**Questions de compréhension**.
- a) Répondez aux questions suivantes en vous fondant sur la section de texte sur l'indexation des salaires au Luxembourg :
(i) Pour quelle période le gouvernement actuel a-t-il mandat pour gouverner ?
(ii) À quelle date s'est tenu le Conseil Ecofin mentionné ?
(iii) À quelle date le Premier ministre avait-il fait plusieurs déclarations au sujet des mécanismes des salaires au Luxembourg ?
- b) D'après la section de texte sur l'indexation des salaires au Luxembourg, quels éléments supprimerait-on, selon le Premier ministre, si l'on n'écoutait que la Commission et surtout le FMI ? Énumérez-les tous.

**Section de texte**.
-------------------------
Là où le bât blesse également pour le gouvernement, a ensuite expliqué Jean Asselborn à ses homologues comme à la presse, c’est que la Commission exige que cette loi soit prolongée au-delà de 2014 par le gouvernement actuel. Or, le gouvernement actuel, qui a mandat pour gouverner entre 2009 et 2014, ne veut pas engager sur ce dossier "sensible" selon Jean Asselborn et impliquant des équilibres complexes, le gouvernement qui sortira des urnes en juin 2014. C’est à ce gouvernement qu’il appartiendra de réexaminer la question de l’indexation des salaires, selon le vice-premier ministre, et de la traiter de la manière qu’il souhaitera.
C’est pourquoi le Luxembourg a clairement annoncé au cours de la session qu’il ne pouvait pas partager cette recommandation de la Commission et il a fait noter cette opposition dans le procès-verbal de la réunion. En outre, il a proposé une modification du texte des recommandations dont voici l’intitulé : « En vue de préserver la compétitivité de l’économie luxembourgeoise sur le long terme, il faudrait prendre des mesures en consultation avec les partenaires sociaux et en respectant les pratiques nationales pour s’assurer d’une démarche de modération salariale. » Jean Asselborn a cependant constaté l’existence, comme lors d’une Conseil Ecofin du 22 juin 2012, au cours duquel il n’y a pas eu d’intervention luxembourgeoise dans ce sens, d’une majorité qualifiée en faveur des recommandations de la Commission.
Le Luxembourg n’a pas voulu bloquer le processus de décision, a insisté le vie-premier ministre, et a dû constater qu’il était ici en minorité. Mais, a-t-il ajouté, d’autres Etats membres ont fait de semblables démarches. Pour Jean Asselborn, "nous serons dorénavant confrontés plus souvent à ce genre de questions. Nous ne serons pas forcés de nous exécuter, car il s’agit de recommandations. Le Luxembourg s’est ici singularisé sur une question sociale sensible, ce qui est rare, surtout face à la Commission. Reste que pour la Commission, la question sociale devrait avoir un statut plus important."
Jean Asselborn a également exprimé l’espoir que le Premier ministre Jean-Claude Juncker aura l’opportunité de s’exprimer au Conseil européen sur cette affaire.
Pour rappel : Le Premier ministre avait fait le 31 mai 2012 plusieurs déclarations au sujet des mécanismes des salaires au Luxembourg par rapport aux recommandations de la Commission. Il avait d’abord dit que le gouvernement prenait acte de la recommandation de discuter de la réforme de l‘indexation des salaires avec les partenaires sociaux. L’autre partie de la recommandation avait été interprétée par le Premier ministre comme un appel à la révision du système de fixation des salaires et surtout du salaire social minimum. Sa réaction : "Je dis clairement : il n’y aura pas de changement en ce qui concerne le salaire minimum. La cohésion sociale et le bon climat social sont aussi des atouts du site économique luxembourgeois. Il n’y a pas que la productivité qui compte pour la compétitivité. Il faut aussi lutter contre la pauvreté et le risque de pauvreté que de nombreux chiffres nous révèlent."
Dans un second temps, il avait également déclaré, de manière plus polémique, que si l’on n’écoutait que la Commission, et surtout le FMI, l’on supprimerait le salaire minimum, l’indexation des salaires, les ajustements des pensions, la préretraite, on augmenterait de manière drastique la durée de vie de travail et les prix de l’énergie. Le gouvernement n’ira pas dans cette direction, avait-t-il ensuite assuré, et défendra ce type de positions au Conseil et au Conseil européen. Selon lui, le Luxembourg "pourra compter sur le soutien d’autres pays".
-------------------------
**Extrait de données**.

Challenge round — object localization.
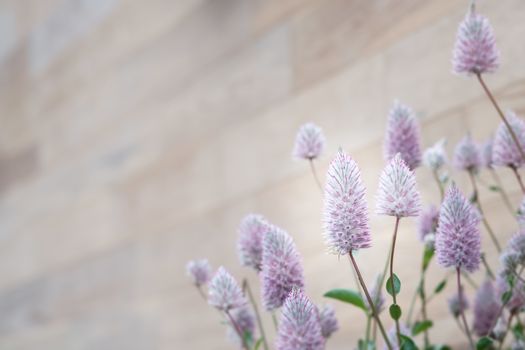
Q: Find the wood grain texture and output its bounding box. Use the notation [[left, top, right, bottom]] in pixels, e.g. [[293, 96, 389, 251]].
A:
[[0, 0, 525, 350]]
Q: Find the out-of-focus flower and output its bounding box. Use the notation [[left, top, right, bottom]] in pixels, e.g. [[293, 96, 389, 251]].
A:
[[492, 111, 525, 168], [276, 289, 325, 350], [436, 184, 481, 272], [377, 154, 421, 218], [208, 266, 246, 311], [423, 139, 447, 171], [319, 304, 339, 339], [472, 280, 501, 337], [237, 214, 270, 271], [260, 226, 304, 310], [452, 11, 499, 75], [384, 101, 421, 170], [293, 123, 325, 160], [186, 259, 211, 287], [454, 135, 481, 172], [323, 150, 371, 255]]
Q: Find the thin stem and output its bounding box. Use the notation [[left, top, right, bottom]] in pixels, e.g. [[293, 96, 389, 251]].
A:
[[456, 267, 476, 350], [348, 251, 392, 350], [468, 170, 501, 253], [510, 166, 525, 194], [476, 73, 525, 161], [224, 310, 249, 350], [242, 279, 268, 350], [309, 158, 324, 194], [390, 217, 401, 348]]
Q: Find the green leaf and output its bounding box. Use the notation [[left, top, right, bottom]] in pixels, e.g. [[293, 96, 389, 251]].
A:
[[324, 288, 368, 313], [386, 273, 401, 295], [388, 304, 401, 320], [423, 248, 434, 271], [412, 320, 434, 335], [434, 279, 447, 294], [476, 337, 492, 350]]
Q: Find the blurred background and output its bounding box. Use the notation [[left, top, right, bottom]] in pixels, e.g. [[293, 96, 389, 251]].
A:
[[0, 0, 525, 350]]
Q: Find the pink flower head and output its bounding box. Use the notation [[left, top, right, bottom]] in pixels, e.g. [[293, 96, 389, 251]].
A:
[[423, 139, 447, 171], [436, 184, 481, 272], [454, 135, 481, 172], [492, 111, 525, 168], [237, 214, 270, 271], [377, 153, 421, 218], [208, 266, 246, 311], [324, 150, 371, 255], [319, 305, 339, 339], [276, 289, 325, 350], [384, 101, 421, 170], [418, 205, 439, 242], [448, 293, 469, 317], [260, 226, 304, 310], [452, 11, 499, 75], [472, 280, 501, 337], [293, 123, 325, 160], [186, 259, 211, 287]]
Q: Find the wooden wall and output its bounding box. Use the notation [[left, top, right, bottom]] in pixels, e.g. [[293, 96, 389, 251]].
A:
[[0, 0, 525, 350]]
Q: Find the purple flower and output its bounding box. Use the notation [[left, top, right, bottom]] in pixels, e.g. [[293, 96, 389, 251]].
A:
[[186, 259, 211, 287], [319, 305, 339, 339], [472, 280, 500, 337], [228, 307, 255, 346], [384, 101, 421, 170], [237, 214, 270, 271], [323, 150, 371, 255], [377, 153, 421, 218], [492, 111, 525, 168], [260, 226, 304, 310], [208, 266, 246, 311], [452, 11, 499, 75], [276, 289, 325, 350], [418, 205, 439, 242], [448, 292, 469, 317], [436, 184, 481, 272], [454, 135, 481, 172], [293, 123, 325, 160]]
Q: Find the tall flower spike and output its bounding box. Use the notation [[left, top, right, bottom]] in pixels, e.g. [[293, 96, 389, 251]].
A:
[[276, 289, 325, 350], [436, 184, 481, 272], [492, 111, 525, 168], [377, 153, 421, 218], [319, 305, 339, 339], [260, 226, 304, 310], [472, 280, 500, 337], [208, 266, 246, 311], [323, 150, 371, 255], [293, 123, 325, 160], [454, 135, 481, 172], [384, 101, 421, 170], [237, 214, 270, 271], [186, 259, 211, 287], [452, 10, 499, 75]]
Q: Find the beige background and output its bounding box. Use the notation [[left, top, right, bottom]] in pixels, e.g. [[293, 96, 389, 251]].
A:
[[0, 0, 525, 350]]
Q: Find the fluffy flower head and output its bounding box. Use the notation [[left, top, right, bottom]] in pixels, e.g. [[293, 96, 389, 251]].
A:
[[492, 111, 525, 168], [323, 150, 371, 255], [186, 259, 211, 287], [208, 266, 246, 311], [293, 123, 325, 160], [454, 135, 481, 172], [260, 226, 304, 310], [276, 289, 325, 350], [384, 101, 421, 170], [452, 10, 499, 75], [436, 184, 481, 272], [237, 214, 270, 271], [377, 153, 421, 218]]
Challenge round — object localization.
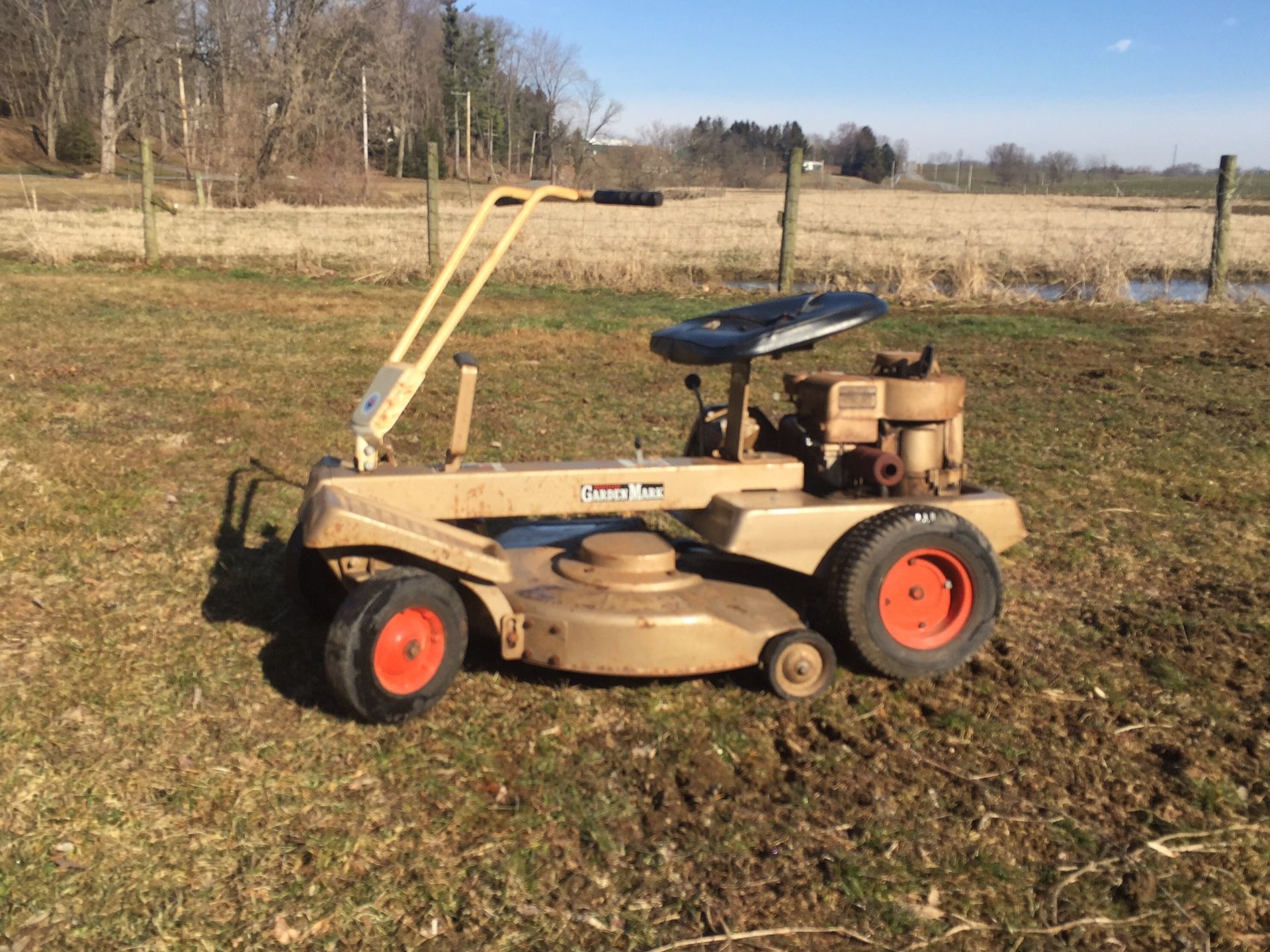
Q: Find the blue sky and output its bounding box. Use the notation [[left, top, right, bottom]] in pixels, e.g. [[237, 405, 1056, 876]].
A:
[[475, 0, 1270, 167]]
-------------------------
**Résultats des exercices**.
- a)
(i) Entre 2009 et 2014.
(ii) Le 22 juin 2012.
(iii) Le 31 mai 2012.

- b) Le salaire minimum, l'indexation des salaires, les ajustements des pensions et la préretraite.